INFORMATION SHOWN:
##############################
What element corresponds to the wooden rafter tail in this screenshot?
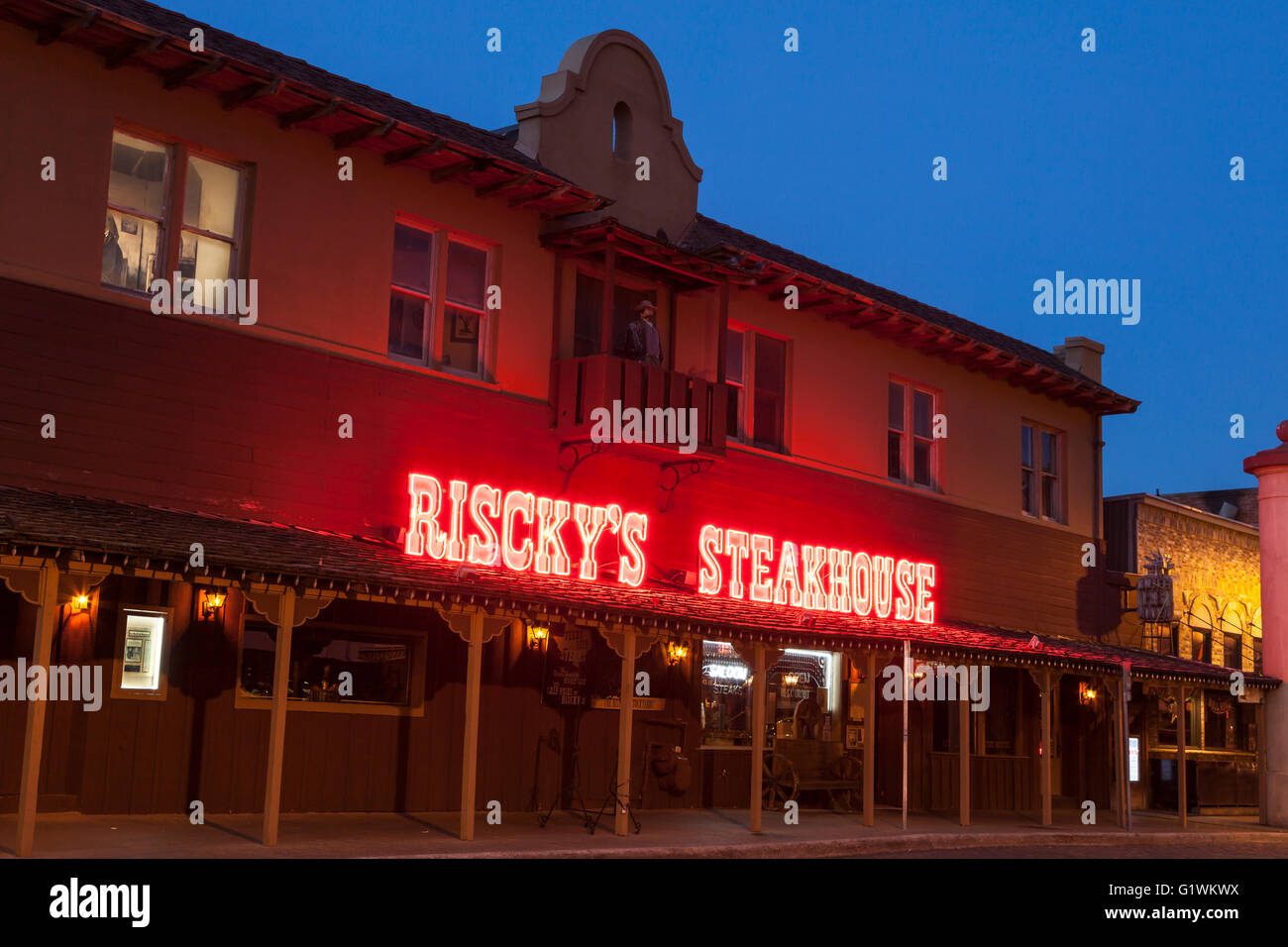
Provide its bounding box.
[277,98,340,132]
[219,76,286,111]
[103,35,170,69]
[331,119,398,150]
##############################
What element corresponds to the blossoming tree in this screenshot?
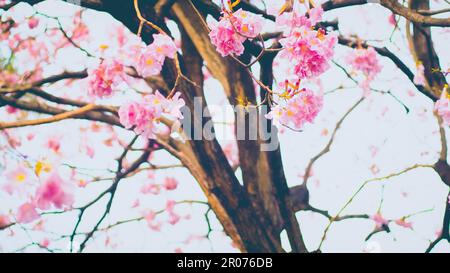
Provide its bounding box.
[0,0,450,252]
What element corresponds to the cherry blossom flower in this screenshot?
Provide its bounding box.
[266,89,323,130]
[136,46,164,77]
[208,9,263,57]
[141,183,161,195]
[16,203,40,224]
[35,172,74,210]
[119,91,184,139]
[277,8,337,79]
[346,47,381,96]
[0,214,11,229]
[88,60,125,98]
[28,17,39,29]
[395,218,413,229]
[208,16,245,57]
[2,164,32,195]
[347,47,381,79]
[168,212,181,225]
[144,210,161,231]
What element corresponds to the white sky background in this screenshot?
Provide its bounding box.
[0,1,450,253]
##############################
PROBLEM TO WORK ON: Copy out the lines above, from the one containing "What element corresponds to the blossoming" through the one containing "[0,0,450,252]", inclusive, and leave the pictures out.

OUTPUT FOR THIS TASK:
What element corresponds to the blossoming tree in this screenshot?
Provide its bounding box.
[0,0,450,252]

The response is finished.